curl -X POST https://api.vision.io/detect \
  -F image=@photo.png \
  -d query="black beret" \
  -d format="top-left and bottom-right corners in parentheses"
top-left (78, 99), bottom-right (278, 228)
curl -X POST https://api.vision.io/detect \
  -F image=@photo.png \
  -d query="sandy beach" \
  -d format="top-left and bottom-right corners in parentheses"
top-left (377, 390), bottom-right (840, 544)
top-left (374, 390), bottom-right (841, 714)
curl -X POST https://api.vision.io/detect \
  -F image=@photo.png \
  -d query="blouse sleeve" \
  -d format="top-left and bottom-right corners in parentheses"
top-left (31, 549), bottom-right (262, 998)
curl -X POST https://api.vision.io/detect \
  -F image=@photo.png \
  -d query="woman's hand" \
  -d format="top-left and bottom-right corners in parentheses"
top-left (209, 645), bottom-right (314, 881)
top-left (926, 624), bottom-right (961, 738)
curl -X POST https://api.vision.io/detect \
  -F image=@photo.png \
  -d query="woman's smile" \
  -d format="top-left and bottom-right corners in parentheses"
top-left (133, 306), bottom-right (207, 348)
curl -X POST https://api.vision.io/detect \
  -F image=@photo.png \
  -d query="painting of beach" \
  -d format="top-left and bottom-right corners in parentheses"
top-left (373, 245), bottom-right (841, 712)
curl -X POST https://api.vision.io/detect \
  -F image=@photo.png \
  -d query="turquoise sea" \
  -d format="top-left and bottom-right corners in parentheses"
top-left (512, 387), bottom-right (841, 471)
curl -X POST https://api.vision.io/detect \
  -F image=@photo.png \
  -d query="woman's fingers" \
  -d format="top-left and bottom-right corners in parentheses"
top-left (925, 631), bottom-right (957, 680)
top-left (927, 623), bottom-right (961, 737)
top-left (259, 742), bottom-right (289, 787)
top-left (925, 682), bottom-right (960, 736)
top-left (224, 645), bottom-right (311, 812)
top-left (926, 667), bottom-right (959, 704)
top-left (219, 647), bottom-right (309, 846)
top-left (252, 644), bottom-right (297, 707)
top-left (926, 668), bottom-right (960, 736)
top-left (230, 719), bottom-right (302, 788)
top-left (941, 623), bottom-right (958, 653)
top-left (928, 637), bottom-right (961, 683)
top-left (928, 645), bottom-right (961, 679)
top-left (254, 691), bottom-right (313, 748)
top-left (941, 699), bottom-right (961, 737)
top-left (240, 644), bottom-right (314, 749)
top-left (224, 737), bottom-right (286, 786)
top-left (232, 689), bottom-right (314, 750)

◆ ◆ ◆ ◆ ◆ ◆ ◆

» PROBLEM DETAILS
Could you tally the lines in the data that contain the string "query" and answer with the number alone?

» EXPECTED ANSWER
8